===== Source excerpt =====
All HTML elements in the DOM also implement the HTMLElement interface, which also provides access to the element’s attributes and styling. So when we retrieve an element from the DOM tree, we can modify these.
Let’s tweak the color of the <h1>
element we saved a reference to in the header
variable:
> header.style.color = 'blue';
This will turn the header blue:
All of the CSS properties can be manipulated through the style
property.
In addition, we can access the element’s classList
property, which provides an add()
and remove()
methods that add/remove class names from the element. This way we can define a set of CSS properties for a specific class, and turn that class on and off for an element in the DOM tree, effectively applying all those properties at once.
We can create new elements with the Document.createElement method. It takes the name of the new tag to create as a string, and an optional options map (a JavaScript object). Let’s create a new <p>
tag. In the console:
> var p = document.createElement('p');
Now let’s give it some text:
> p.textContent = "Tra-la-la";
Up to this point, our new <p>
tag isn’t rendered, because it isn’t part of the DOM tree. But we can use the Node.appendChild method to add it to an existing node in the tree. Let’s add it to the <div.banner>
element. Type this command into the console:
document.querySelector('div.banner').appendChild(p);
As soon as it is appended, it appears on the page:
Note too that the CSS rules already in place are automatically applied!
The popular JQuery library was created primarily as a tool to make DOM querying and manipulation easier at a time when browsers were not all adopting the w3c standards consistently. It provided a simple interface that worked identically in all commonly used browsers.
The JQuery function (commonly aliased to $()
) operates much like the querySelectorAll()
, taking a CSS selector as an argument and returning a collection of matching elements wrapped in a JQuery helper object. The helper object provided methods to access and alter the attributes, style, events, and content of the element, each returning the updated object allowing for functions to be ‘chained’ into a single expression.
The above example, rewritten in JQuery, might be:
$('p').text('Tra-la-la').appendTo('div.banner');
While modern browsers are much more consistent at supporting standardized JavaScript, JQuery remains a popular library and one you will likely encounter. Thus, while this text focuses on ‘vanilla’ JavaScript, we’ll also occasionally call out JQuery approaches in blocks like this one.
=====
Required task A:
In the DOM excerpt, which method adds a newly created element to an existing node in the tree?
Required task B:
Reproduce the stretch of the DOM excerpt from "All HTML elements" through "properties at once.".
===== Records provided =====
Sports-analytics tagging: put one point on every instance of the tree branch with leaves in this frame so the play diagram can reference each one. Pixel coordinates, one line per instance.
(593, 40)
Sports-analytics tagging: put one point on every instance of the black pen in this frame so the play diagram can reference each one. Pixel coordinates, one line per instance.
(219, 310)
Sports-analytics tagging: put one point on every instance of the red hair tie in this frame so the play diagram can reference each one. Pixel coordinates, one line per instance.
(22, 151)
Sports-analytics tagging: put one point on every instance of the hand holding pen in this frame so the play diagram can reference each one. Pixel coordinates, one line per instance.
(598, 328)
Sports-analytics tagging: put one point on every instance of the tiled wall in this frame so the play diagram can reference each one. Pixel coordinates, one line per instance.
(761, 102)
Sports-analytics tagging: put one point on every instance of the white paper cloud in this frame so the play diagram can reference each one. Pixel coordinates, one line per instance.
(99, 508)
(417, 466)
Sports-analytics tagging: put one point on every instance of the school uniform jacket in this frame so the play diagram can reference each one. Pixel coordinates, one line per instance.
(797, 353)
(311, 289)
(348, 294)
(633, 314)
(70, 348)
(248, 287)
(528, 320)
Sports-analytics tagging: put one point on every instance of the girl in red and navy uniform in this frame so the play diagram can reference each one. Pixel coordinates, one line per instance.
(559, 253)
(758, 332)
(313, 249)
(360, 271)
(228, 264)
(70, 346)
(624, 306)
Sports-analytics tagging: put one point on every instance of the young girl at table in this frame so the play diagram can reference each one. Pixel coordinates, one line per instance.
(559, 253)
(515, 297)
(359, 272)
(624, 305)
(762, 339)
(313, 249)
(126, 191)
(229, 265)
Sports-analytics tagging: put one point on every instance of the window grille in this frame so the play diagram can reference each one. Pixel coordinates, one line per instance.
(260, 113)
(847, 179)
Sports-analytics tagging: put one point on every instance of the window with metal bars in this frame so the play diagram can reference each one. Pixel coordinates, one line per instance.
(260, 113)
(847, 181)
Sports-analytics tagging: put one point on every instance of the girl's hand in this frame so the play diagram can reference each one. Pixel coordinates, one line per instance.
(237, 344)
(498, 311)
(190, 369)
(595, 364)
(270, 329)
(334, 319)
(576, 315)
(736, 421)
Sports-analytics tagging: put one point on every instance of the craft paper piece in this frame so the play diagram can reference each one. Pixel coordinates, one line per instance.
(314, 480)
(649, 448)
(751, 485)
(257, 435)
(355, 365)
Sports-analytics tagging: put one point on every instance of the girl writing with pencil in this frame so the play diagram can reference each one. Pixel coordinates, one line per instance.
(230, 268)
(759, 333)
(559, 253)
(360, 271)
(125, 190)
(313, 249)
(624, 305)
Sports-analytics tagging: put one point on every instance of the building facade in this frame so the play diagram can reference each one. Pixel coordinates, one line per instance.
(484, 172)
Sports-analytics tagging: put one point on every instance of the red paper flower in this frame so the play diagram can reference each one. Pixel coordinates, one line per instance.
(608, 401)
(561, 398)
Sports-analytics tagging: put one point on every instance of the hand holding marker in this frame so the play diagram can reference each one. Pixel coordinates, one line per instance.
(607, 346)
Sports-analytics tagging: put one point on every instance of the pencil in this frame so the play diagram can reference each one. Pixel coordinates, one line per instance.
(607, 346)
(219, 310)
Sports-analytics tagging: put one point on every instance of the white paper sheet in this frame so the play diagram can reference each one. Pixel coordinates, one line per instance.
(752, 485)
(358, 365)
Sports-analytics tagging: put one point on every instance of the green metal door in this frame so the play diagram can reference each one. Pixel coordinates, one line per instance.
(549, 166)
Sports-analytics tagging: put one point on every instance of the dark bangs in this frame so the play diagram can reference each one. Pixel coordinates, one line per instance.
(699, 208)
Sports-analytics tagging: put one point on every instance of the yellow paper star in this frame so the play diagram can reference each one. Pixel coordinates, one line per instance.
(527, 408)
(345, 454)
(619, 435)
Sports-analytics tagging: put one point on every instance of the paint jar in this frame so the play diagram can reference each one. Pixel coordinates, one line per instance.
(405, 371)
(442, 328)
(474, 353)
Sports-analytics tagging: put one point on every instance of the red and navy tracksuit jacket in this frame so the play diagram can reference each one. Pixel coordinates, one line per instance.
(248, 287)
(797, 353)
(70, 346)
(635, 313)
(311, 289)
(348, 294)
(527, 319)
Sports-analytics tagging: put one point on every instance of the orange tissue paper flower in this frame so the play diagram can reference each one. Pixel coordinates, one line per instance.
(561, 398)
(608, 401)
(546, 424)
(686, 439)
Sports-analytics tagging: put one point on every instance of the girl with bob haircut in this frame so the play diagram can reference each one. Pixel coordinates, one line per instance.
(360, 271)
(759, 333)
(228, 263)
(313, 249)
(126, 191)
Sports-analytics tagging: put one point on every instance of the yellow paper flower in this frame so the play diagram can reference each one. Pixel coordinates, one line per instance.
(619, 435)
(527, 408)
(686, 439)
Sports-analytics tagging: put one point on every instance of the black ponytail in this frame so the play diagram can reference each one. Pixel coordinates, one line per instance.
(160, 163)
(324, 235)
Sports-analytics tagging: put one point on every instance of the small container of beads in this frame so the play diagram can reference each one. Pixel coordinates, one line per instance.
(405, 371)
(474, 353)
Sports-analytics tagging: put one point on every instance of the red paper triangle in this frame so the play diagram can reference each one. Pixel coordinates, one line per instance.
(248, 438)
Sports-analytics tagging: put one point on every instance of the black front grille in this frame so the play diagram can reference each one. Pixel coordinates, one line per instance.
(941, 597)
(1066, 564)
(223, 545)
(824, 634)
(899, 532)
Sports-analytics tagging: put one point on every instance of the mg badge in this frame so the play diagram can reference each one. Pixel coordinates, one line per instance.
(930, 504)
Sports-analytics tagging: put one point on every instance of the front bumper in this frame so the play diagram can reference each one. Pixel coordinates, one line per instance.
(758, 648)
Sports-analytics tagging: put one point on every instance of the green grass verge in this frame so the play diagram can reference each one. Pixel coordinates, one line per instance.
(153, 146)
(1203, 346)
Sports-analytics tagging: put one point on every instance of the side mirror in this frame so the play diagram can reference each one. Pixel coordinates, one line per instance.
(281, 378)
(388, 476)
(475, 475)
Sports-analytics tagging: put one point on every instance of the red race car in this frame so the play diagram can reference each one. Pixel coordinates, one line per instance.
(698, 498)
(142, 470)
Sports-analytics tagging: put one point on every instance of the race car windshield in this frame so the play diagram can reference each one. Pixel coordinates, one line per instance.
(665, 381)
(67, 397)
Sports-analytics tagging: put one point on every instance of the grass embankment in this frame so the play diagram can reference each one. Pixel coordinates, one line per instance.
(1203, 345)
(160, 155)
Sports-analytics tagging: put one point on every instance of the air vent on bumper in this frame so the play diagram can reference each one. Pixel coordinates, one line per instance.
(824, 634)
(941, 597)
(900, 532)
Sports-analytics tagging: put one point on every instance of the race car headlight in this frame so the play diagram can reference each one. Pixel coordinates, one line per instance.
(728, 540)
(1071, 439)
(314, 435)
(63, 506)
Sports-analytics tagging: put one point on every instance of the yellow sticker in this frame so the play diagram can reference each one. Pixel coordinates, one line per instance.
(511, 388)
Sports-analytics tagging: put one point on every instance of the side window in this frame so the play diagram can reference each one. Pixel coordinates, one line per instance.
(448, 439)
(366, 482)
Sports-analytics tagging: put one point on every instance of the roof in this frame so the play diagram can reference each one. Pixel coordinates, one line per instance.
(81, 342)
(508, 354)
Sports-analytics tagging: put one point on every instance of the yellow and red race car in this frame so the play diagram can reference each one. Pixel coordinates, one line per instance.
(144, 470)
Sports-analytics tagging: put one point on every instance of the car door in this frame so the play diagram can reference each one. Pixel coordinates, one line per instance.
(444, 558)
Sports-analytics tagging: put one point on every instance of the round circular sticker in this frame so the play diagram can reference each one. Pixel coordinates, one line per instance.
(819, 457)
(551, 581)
=====
Complete response A:
The Node.appendChild method.

Complete response B:
All HTML elements in the DOM also implement the HTMLElement interface, which also provides access to the element’s attributes and styling. So when we retrieve an element from the DOM tree, we can modify these.
Let’s tweak the color of the <h1>
element we saved a reference to in the header
variable:
> header.style.color = 'blue';
This will turn the header blue:
All of the CSS properties can be manipulated through the style
property.
In addition, we can access the element’s classList
property, which provides an add()
and remove()
methods that add/remove class names from the element. This way we can define a set of CSS properties for a specific class, and turn that class on and off for an element in the DOM tree, effectively applying all those properties at once.